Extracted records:
☆ ☆ ☆ ☆ ☆
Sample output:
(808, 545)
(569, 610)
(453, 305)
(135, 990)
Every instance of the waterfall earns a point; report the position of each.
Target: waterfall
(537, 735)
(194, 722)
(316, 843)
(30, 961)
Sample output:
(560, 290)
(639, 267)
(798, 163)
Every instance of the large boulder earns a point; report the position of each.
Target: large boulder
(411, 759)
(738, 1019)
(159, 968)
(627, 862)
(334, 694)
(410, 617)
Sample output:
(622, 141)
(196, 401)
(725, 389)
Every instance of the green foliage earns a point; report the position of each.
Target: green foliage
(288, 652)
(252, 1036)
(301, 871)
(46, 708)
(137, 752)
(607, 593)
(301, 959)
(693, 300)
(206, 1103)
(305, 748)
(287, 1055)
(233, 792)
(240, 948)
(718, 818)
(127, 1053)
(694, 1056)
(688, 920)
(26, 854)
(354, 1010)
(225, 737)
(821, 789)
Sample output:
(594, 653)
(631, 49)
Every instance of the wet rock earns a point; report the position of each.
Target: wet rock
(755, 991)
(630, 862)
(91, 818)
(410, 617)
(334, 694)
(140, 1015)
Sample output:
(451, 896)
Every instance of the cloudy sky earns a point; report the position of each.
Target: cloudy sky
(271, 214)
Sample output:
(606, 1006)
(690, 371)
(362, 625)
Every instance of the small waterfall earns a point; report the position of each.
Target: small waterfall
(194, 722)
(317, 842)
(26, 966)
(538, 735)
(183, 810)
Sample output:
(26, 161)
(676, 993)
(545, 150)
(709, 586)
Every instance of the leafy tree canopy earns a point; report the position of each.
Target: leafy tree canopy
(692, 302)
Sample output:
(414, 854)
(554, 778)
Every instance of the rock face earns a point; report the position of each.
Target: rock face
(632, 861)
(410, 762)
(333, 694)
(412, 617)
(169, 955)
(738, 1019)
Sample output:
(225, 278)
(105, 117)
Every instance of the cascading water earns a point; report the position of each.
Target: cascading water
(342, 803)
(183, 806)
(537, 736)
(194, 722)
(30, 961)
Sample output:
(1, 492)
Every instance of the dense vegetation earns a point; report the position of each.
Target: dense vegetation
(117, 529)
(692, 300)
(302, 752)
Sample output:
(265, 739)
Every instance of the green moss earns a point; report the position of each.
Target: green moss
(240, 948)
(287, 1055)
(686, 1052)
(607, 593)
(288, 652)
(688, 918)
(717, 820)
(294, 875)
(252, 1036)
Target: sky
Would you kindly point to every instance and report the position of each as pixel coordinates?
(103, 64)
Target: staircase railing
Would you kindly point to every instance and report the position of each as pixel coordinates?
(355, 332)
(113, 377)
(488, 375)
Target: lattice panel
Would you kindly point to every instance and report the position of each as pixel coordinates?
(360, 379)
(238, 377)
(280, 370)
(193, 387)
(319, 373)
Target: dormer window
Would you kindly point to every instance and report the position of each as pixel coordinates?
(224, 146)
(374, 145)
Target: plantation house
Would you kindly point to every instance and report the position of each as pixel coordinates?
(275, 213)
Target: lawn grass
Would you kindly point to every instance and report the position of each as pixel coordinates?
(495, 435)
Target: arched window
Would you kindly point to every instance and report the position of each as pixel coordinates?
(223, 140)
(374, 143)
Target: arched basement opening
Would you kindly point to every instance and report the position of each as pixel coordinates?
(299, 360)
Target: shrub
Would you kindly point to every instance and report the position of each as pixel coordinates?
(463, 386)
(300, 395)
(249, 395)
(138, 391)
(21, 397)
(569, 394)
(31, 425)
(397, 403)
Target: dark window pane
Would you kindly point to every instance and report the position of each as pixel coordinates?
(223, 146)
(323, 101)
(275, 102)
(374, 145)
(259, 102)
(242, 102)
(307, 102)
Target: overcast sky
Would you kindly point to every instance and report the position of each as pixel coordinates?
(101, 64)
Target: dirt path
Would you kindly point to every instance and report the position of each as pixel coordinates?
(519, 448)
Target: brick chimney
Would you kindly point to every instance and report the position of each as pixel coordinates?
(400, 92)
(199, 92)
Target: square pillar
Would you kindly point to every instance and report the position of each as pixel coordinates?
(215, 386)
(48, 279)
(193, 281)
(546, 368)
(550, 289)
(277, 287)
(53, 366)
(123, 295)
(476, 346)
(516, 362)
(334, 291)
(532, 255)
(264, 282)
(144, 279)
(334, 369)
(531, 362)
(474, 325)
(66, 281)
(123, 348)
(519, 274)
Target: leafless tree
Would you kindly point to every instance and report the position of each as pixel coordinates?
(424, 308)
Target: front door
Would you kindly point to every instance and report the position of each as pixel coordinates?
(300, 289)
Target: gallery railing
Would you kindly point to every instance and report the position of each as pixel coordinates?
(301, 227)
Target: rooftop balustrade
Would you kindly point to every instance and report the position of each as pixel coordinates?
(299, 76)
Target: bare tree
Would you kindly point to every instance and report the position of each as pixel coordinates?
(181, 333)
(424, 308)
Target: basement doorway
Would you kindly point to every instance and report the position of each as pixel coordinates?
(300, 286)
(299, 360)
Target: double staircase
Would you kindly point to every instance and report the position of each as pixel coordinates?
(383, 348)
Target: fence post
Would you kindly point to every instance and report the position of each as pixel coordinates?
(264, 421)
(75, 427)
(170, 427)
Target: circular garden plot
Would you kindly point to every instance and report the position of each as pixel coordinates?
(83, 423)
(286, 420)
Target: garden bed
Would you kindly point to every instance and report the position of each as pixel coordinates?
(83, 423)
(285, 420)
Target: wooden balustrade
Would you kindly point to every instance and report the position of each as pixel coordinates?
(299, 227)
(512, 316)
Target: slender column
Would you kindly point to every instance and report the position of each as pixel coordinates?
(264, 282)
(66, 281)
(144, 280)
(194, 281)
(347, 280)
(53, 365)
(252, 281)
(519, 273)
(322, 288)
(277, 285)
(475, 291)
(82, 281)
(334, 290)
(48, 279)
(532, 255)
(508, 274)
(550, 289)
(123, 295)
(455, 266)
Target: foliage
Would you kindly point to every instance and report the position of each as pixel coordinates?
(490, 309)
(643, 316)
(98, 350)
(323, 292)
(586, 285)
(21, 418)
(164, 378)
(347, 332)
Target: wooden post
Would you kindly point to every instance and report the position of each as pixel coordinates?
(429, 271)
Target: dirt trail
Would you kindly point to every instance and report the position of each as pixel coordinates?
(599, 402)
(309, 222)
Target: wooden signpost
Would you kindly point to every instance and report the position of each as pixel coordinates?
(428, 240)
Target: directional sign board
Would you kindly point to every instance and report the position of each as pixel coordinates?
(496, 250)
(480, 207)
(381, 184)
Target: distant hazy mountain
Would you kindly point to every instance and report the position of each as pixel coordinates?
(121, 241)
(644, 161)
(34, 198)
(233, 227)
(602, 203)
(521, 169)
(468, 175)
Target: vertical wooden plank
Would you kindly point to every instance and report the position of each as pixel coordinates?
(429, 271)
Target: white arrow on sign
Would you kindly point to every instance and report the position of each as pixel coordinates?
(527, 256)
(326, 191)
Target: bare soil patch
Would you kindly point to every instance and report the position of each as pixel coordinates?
☆ ☆ ☆ ☆ ☆
Please print the lines of the items starting at the line that contains "Target: directional sign board" and ending at the final line of the items, copying each one without any change.

Correct response.
Target: directional sign board
Would you kindly point to every instance and report the position of each as pixel coordinates?
(496, 250)
(480, 207)
(381, 184)
Target: distant hazy mountain
Would you kindly point to every instance and report the position of each as pixel coordinates?
(121, 241)
(644, 161)
(34, 198)
(233, 227)
(602, 203)
(521, 169)
(468, 175)
Target: vertical wooden plank
Would you kindly point to every instance and report the position of each as pixel coordinates?
(429, 271)
Target: white arrow on sign
Would you kindly point to every instance and report the position of each as pixel coordinates?
(527, 256)
(326, 191)
Target: bare soil patch
Would you kindly point to every instance and report the position of each as pixel coordinates?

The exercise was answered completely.